__WORK REQUEST__
Here are the records. Write out exactly the lines between the one holding "For each instance of the sky, set" and the one holding "For each instance of the bush, set", inclusive.
-------- INFORMATION SUPPLIED --------
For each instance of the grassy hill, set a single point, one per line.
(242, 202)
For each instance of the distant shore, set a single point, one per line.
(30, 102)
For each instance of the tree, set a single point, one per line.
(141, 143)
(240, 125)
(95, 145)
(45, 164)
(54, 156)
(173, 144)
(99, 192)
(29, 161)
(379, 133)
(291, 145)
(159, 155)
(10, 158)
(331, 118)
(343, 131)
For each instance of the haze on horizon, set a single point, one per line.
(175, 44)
--------
-------- INFORMATION SUPPLIED --------
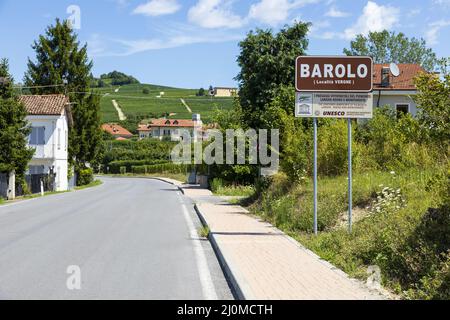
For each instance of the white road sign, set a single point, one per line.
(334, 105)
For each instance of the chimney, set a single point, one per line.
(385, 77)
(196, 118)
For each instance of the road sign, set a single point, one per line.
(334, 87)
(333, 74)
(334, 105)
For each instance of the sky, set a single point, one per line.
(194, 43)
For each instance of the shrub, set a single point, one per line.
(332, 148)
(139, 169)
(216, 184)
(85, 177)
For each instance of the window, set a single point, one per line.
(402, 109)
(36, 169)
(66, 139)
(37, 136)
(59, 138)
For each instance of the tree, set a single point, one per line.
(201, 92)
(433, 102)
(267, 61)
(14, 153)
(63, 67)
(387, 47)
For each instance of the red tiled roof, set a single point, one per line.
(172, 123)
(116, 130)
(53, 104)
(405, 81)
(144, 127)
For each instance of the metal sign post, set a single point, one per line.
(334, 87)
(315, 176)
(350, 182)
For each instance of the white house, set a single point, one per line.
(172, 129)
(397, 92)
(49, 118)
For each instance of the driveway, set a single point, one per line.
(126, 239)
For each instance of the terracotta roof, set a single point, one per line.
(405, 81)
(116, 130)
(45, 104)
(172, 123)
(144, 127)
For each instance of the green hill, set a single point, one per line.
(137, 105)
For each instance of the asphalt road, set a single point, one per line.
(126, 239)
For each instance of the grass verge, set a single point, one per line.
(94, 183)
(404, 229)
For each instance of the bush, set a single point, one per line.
--------
__ANSWER SPACE__
For each instance of the sky, set a single point, one per line.
(194, 43)
For each instance of the shrub, set a single point, one per line.
(332, 148)
(139, 169)
(216, 184)
(85, 177)
For each instance of the window, set a single point, one per line.
(402, 109)
(36, 169)
(66, 139)
(37, 136)
(59, 138)
For each instance of the tree, set a single point, one per line.
(201, 92)
(433, 102)
(267, 61)
(14, 153)
(63, 67)
(387, 47)
For each instance of the red tiled roof, set a single point, one per line.
(172, 123)
(116, 130)
(53, 104)
(405, 81)
(144, 127)
For each instance of the metal sign post, set a single point, one per line.
(334, 87)
(315, 176)
(350, 182)
For each instance of the white house, set a single point, one per line.
(172, 129)
(397, 92)
(49, 118)
For each instance of the driveway, set a single point, one per line.
(126, 239)
For each instance of the terracotta roof, set a single point, one per line.
(405, 81)
(116, 130)
(45, 104)
(172, 123)
(144, 127)
For each instance of the green hill, set a single point, one per line.
(137, 105)
For each instance of the asphalt road, set a single point, one per line.
(126, 239)
For each instance of the grass verge, set a single point, one per line.
(94, 183)
(404, 229)
For each instance of the bush, set a single point, one per line.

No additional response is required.